* [Aufgaben]:
1) Wie viele Gäste sind laut dem Text über den Montagabend in Duisburg ins Djäzz gekommen?
2) Setze den Text über den Montagabend in Duisburg im Anschluss an seinen letzten Satz fort.

Duisburg fehlt an diesem Montagabend nicht viel für einen Arthouse-Film: Regen, Kälte, Pfützen, in denen sich das Grau der Wolken und der Häuser widerspiegelt. Die Straßen sind leer, die wenigen Menschen, die noch unterwegs sind, hasten von Bushaltestellen zu Hauseingängen. Wäre das hier ein Western, dann würde der Wind einen rollenden Steppenläufer über den Asphalt jagen, während herrenlose Fensterläden taktlos klapperten. Einsamkeit ist das vornehmliche Gefühl in dieser detailgetreuen Ruhrgebiets-Kulisse und an wenigen Tagen war der Ruf der Couch so verführerisch wie heute.
Ganz anders dagegen sieht es im Duisburger Djäzz aus: Zwar ist die Schar der Gäste überschaubar – etwa zehn Menschen fanden den Weg vom Sofa, aus Küchen und Betten, von Fernsehern weg hierher – doch die Trostlosigkeit der Welt da draußen ist vergessen an diesem warmen, fast stickigen Ort. Für Außenstehende könnten die nächsten zweieinhalb Stunden wie ein konspiratives Treffen einer Gruppe von Underdogs aussehen, wäre da nicht die Einmaligkeit der Begegnung. Auf den ersten Blick gibt es wenig, was diese Zehn gemeinsam haben, keine Gemeinsamkeiten, kein offensichtliches Erkennungszeichen. Umso überraschender mag die Wahl der Gallionsfigur fallen, die diese Zehn heute Abend in das Djäzz lockt.

* [Datensätze]:
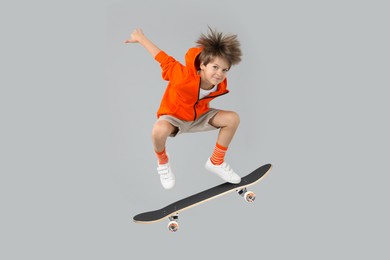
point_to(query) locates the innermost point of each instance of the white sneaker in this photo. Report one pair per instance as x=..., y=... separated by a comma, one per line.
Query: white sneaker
x=224, y=171
x=166, y=176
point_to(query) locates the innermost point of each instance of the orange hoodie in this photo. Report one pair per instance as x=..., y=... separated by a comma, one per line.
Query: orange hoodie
x=181, y=97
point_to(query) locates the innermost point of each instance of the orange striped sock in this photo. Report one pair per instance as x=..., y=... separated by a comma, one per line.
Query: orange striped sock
x=217, y=158
x=162, y=157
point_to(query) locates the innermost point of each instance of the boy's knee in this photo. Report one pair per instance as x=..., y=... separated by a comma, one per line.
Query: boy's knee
x=234, y=119
x=161, y=129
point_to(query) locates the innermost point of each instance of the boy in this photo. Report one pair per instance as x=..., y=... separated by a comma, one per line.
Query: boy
x=185, y=105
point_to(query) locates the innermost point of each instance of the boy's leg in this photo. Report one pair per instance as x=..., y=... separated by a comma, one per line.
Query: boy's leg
x=228, y=122
x=161, y=130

* [Lösungen]:
1) Etwa zehn Menschen.

2)
Denice Bourbon ist in der Dunkelheit der Location und in Anbetracht ihrer Gäste weder Underdog noch Diva: sie ist bunt, glamourös, klassisch und dabei ganz nah. Die halbe Stunde Verspätung, mit der sie auf der Bühne erscheint, ist keineswegs einer selbstverliebten Haltung zuzuschreiben, sondern hat sich einfach so ergeben. Ursprünglich aus Finnland, verbrachte Bourbon ihre Kindheit in Schweden. Nun lebt sie als Künstlerin, DJane und Burlesque-Tänzerin schon seit einer Weile in Wien, schreibt dort für das österreichische feministische Magazin an.schläge und kommentiert ihr Leben in der Kolumne „Lesbennest“. Bourbons 37 Lebensjahre haben bereits für ihre Biographie „Cheers! Stories of a Fabulous Queer Femme in Action“ hergehalten und wer sie an diesem Abend erlebt, der ahnt: Es ist noch lange nicht Schluss.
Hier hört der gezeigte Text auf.